» Passage to read
╔══

As predicted, other cities and counties are following New York’s example and requiring calories to be listed on menu boards. The latest is Portland, which follows Seattle and San Francisco, if you are keeping score. In Portland, 90 chains are involved so there will be plenty to talk about. Who’s next?
Sunday’s New York Times has a beautifully illustrated account of how the U.S. food supply has changed since 1970, based on USDA food supply data. These do not measure actual food intake. Instead they measure food produced in the U.S., less exports, plus imports. The USDA has collected (or computed) such data since 1909 and to the extent that they are collected the same way every year, give a good idea of food trends, even though they overestimate actual food intake. I like this USDA data set a lot. It shows that production of all foods is up, with the biggest increases in fats (59%), grains (42%), and sugars and corn sweeteners (17%). Vegetables are up (15%), but so are corn sweeteners (373%), cream cheese (350%), and sour cream (275%). The article doesn’t say so, but calories went up from about 3,200 to 4,000, an increase of 800 calories per person per day since the 1970s. Why are Americans gaining weight? Duh. There is more food around and we are eating it.

╚══

» What needs to be done
Say whether each statement agrees with the food supply passage, answering yes or no and quoting the exact words from the passage that settle it. (a) Portland's menu rule covers 90 chains. (b) The USDA food supply data measure how much food people actually eat. (c) Cream cheese went up by a bigger percentage than corn sweeteners. The data after this come from a different source than the food supply passage.

» Information shown
╔══

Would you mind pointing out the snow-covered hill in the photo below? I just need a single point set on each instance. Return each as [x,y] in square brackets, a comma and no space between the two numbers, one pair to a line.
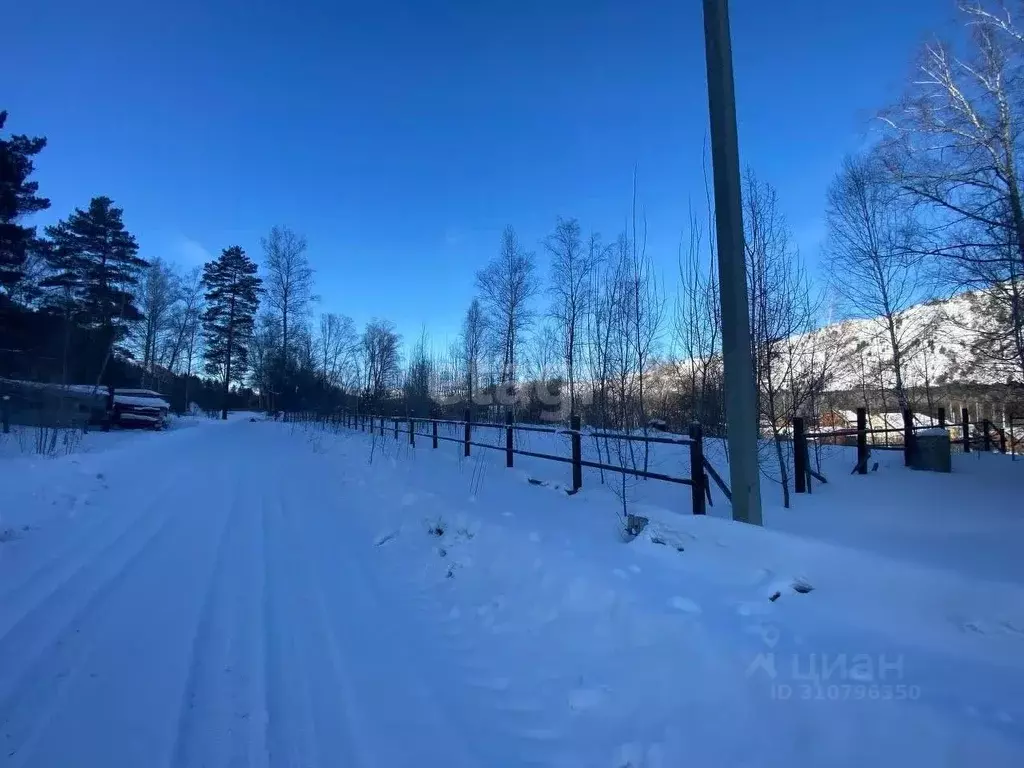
[940,338]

╚══

» Task answer
(a) Yes: "In Portland, 90 chains are involved"
(b) No: "These do not measure actual food intake."
(c) No: "corn sweeteners (373%), cream cheese (350%)"